- **Text**:
4 min

Recruiting the minority within

Are we making minority gays invisible?

Credit: (Shawn Scallen)

Sol Giwa says he’s invisible. He says he feels it when he watches television and when he reads magazines. Whenever he sees gay culture represented, the faces of his community always seem to be white.

“When I go into the community, the racism I experience is not overt, it is very subdued,” he claims. “As a person of colour, I do not see myself being reflected in the agencies and issues in that community.”

Giwa says it makes him feel like he doesn’t fit and is not accepted within the community.

Giwa recently received a scholarship from the Lambda Foundation For Excellence, a respected Ottawa-based non-profit organization that promotes the achievements and culture of gay and lesbian peoples. Giwa says he was the only local scholarship recipient to attend the awards ceremony and yet his picture was not posted on the website. The organization did, however, upload pictures of the parents of a white man who was also honoured that evening but was unable to attend the ceremony.

“If you look at the website, it’s all white people,” says Giwa. “That’s invisibility. It’s not like they don’t have a picture of me to put on there. There were plenty of pictures taken. That is a missed opportunity for Lambda to advertise the diversity of the people receiving the awards and the diverse [community] members who are making inroads in gay and lesbian studies.”

Replies Bill Staubi, who organized the Lambda evening: “It’s a fair comment.

“In terms of that particular event, we hadn’t thought of that element. If we had, we would probably have tried to take his picture earlier.”

Staubi explains that Giwa left the event before Lambda photographers took photos of participants. Organizers should have done a better job of co-ordinating with Giwa to ensure they got his photo, he says. And he agrees that the gay community must make more of an effort to reach out and embrace the full diversity of minorities within.

“It’s ironic,” says Staubi. “You’d think in our community we’d be really aware of it.”


Giwa has another example: a recent job posting for a volunteer coordinator position at Pink Triangle Services that he found on A note near the bottom of the job posting stated: “We encourage women, people with disabilities, First Nations, gay, lesbian, bisexual and self-identified transgendered to apply.” People of colour were absent.

“Again it shows the invisibility,” explains Giwa. “It is 2005 and Pink Triangle Services is supposed to be the pinnacle for gay issues and services to the gay community. I’m sure they are aware of the kaleidoscope within the community and people of colour are part of that as well.”

Michelle Reis-Amores, the new executive director of PTS, offers “an apology on my part” if the ad appeared without an encouragement for people of colour to apply.

Speaking generally about organizations, Reis-Amores says encouraging multiple diversities is “not always foremost on their minds. It should be.”

From what she’s seen, PTS is trying to attract “queer people who identify as non-mainstream.” Next month, for example, the organization is going to amend its mandate to reach out to trans and two-spirited people.

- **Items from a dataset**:
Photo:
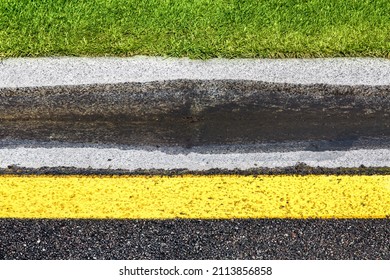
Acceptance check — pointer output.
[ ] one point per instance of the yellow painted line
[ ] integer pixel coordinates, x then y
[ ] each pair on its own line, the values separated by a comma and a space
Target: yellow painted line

- **Given instruction**: Summarize the article on minority visibility in the gay community in three sentences.

- **Finished task**: Sol Giwa says he feels invisible as a person of colour in the gay community, citing the Lambda Foundation For Excellence's website: he received one of its scholarships and attended the awards ceremony, yet his picture was never posted. Bill Staubi, who organized the Lambda evening, called this a fair comment and agreed that the gay community must make more of an effort to embrace its minorities. Giwa also points to a Pink Triangle Services job posting that left people of colour out of the groups encouraged to apply, and the organization's new executive director, Michelle Reis-Amores, offered an apology if the ad appeared that way.